____ EXCERPTED PASSAGE
Eating is one of the best parts of the human experience, which is why a not-insignificant share of our art involves pizza. Shooting around a product that decays faster than our souls is no easy feat, however, so the behind-the-scenes details of food in movies and TV shows can get weird, exasperating, or just plain disgusting.

Eat Pray Love

Eat Pray Love

(Sony Pictures)

After filming the scene of Julia Roberts eating spaghetti all'Amatriciana, the crew realized they’d forgotten to get the all-important close-up shot of parmesan being sprinkled on top, which symbolizes how delicious parmesan is. The spaghetti had already been thrown away at that point, so they just dug it back out. That’s right: You’re looking at trash pasta.

Indiana Jones and the Temple of Doom

Temple of Doom

(Paramount Pictures)

The chilled monkey brains served at Pankot Palace were supposed to be a horrifying moment of cultural superiority, but they were probably actually delicious. They were just made of custard and raspberry sauce.
________
____ RECORD EXCERPTS
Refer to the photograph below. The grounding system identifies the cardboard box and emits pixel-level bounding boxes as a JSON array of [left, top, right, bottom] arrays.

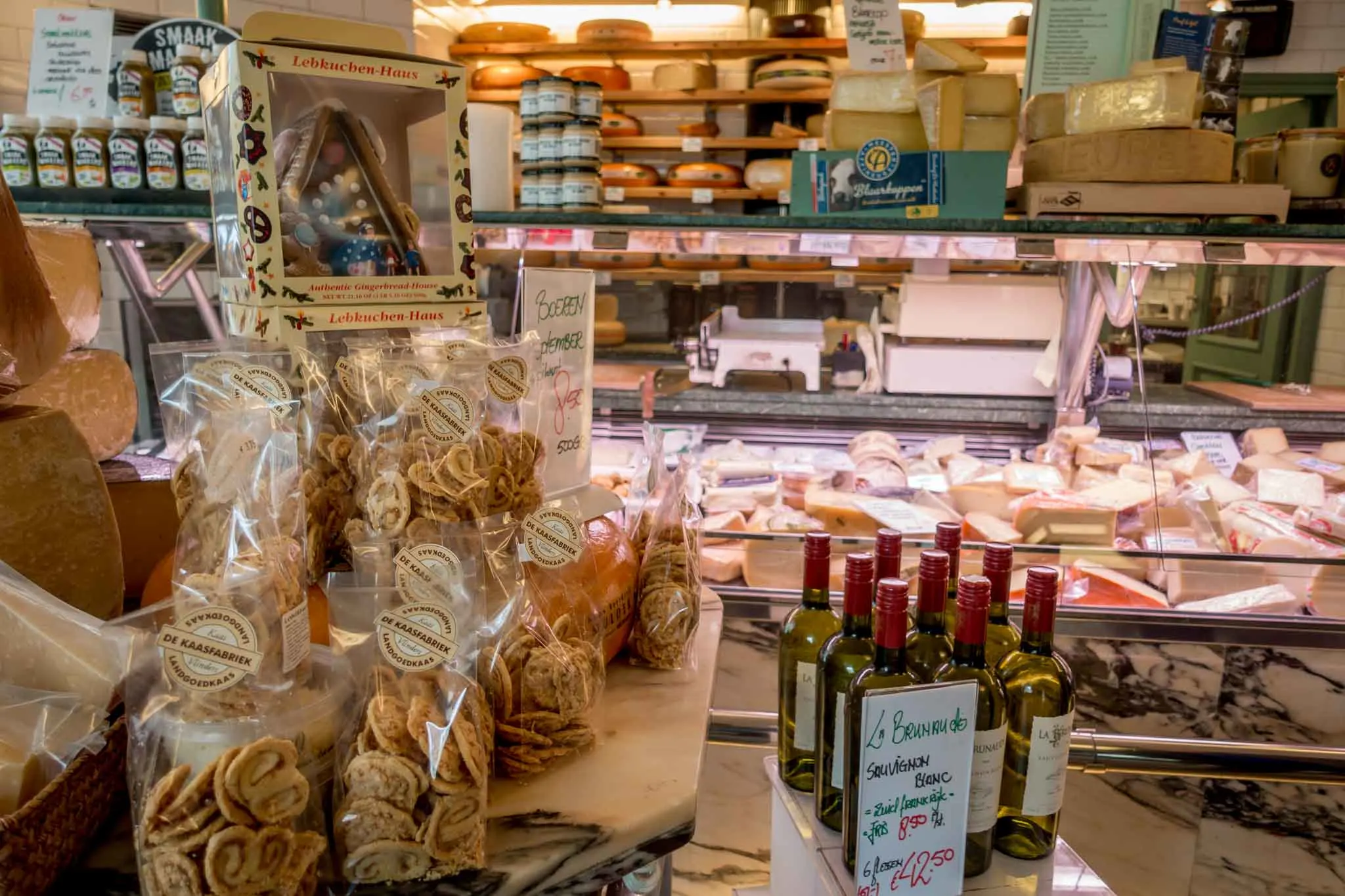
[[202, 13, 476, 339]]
________
____ RECORD EXCERPTS
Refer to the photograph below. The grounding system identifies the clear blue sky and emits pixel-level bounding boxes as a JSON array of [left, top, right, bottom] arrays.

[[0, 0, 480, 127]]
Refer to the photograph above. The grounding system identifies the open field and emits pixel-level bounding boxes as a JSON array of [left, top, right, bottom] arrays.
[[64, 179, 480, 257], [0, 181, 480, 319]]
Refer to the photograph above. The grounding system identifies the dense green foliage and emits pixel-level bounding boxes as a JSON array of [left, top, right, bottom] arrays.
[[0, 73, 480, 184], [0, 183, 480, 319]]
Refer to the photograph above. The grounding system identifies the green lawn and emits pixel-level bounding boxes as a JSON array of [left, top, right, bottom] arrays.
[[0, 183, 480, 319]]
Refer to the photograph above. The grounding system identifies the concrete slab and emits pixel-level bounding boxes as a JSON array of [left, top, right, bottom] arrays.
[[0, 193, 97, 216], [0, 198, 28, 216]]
________
GIVEN TASK 1: Write out the stretch of the movie food excerpt from "After filming the" through "(Paramount Pictures)".
GIVEN TASK 2:
Answer these questions from the movie food excerpt, one per line:
(a) What dish is Julia Roberts eating in the Eat Pray Love scene?
(b) What close-up shot did the crew forget to get for that scene?
(c) What were the chilled monkey brains in Temple of Doom made of?

RIGHT ANSWER 1:
After filming the scene of Julia Roberts eating spaghetti all'Amatriciana, the crew realized they’d forgotten to get the all-important close-up shot of parmesan being sprinkled on top, which symbolizes how delicious parmesan is. The spaghetti had already been thrown away at that point, so they just dug it back out. That’s right: You’re looking at trash pasta.

Indiana Jones and the Temple of Doom

Temple of Doom

(Paramount Pictures)

RIGHT ANSWER 2:
(a) Spaghetti all'Amatriciana.
(b) A close-up of parmesan being sprinkled on top.
(c) Custard and raspberry sauce.